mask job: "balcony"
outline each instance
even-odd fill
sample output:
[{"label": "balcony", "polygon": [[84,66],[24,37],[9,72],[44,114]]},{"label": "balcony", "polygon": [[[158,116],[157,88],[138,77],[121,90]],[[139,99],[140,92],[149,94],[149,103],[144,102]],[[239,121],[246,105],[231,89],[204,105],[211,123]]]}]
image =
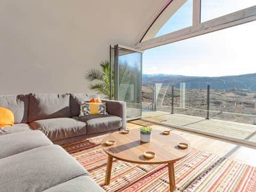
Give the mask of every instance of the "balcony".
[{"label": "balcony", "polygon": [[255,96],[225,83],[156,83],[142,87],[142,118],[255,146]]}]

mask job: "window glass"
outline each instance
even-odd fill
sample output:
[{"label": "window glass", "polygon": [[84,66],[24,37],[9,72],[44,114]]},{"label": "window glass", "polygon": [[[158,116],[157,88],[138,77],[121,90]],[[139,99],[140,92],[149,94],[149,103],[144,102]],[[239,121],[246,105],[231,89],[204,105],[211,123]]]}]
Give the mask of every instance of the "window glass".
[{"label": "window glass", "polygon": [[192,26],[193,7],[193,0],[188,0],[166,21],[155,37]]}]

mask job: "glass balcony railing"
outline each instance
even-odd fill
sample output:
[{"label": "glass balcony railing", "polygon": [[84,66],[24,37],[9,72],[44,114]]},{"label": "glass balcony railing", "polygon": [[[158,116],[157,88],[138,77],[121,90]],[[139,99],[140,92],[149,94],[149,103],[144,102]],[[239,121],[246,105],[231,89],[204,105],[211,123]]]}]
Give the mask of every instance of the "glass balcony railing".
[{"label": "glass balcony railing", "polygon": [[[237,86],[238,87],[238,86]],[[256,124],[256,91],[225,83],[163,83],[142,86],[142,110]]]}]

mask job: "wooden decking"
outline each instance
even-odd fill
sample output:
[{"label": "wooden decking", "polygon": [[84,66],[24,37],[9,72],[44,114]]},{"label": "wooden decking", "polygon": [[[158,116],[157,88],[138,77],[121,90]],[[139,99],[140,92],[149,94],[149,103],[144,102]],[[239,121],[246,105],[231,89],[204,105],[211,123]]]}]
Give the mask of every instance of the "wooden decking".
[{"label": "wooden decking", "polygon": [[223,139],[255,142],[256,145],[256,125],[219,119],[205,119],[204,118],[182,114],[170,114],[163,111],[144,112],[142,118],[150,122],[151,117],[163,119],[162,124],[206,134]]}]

--

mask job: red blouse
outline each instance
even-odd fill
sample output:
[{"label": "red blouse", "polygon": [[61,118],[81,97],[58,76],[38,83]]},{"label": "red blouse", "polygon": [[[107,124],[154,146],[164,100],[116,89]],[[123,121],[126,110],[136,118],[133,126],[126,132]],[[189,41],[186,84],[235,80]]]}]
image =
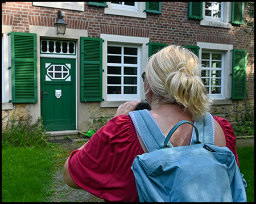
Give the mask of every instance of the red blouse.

--

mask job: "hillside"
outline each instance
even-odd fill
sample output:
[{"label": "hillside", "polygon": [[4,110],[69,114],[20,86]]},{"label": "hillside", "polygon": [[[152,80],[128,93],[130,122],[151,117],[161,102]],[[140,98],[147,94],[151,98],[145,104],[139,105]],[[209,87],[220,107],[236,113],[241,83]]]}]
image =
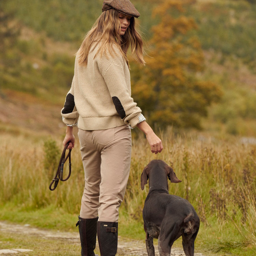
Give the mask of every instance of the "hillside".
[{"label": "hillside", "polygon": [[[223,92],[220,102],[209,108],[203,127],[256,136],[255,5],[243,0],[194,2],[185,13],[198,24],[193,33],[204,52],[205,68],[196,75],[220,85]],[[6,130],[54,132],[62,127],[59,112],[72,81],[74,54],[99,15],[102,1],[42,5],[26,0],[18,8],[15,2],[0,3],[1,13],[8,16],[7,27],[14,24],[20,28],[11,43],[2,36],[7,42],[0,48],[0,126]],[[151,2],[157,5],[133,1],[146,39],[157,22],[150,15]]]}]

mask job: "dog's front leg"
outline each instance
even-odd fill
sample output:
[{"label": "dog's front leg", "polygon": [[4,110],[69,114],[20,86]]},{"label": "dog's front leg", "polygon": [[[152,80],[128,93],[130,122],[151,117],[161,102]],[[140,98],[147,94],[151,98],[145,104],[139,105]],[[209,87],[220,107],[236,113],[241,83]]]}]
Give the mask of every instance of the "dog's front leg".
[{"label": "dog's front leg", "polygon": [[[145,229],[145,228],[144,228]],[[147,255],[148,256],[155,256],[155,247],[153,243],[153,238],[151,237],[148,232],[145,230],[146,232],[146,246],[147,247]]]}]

--

Stated problem:
Locate each line of the data above that contains the word "railing" and copy every such line in full.

Worked answer:
mask job: "glass balcony railing"
[{"label": "glass balcony railing", "polygon": [[84,66],[24,37],[9,72],[44,114]]},{"label": "glass balcony railing", "polygon": [[[158,116],[157,88],[138,77],[121,90]],[[139,99],[140,92],[149,94],[149,103],[144,102]],[[239,121],[246,105],[231,89],[204,105],[211,123]]]}]
Give the mask of every instance of the "glass balcony railing".
[{"label": "glass balcony railing", "polygon": [[[237,86],[238,87],[238,86]],[[256,124],[256,91],[225,83],[163,83],[142,86],[142,110]]]}]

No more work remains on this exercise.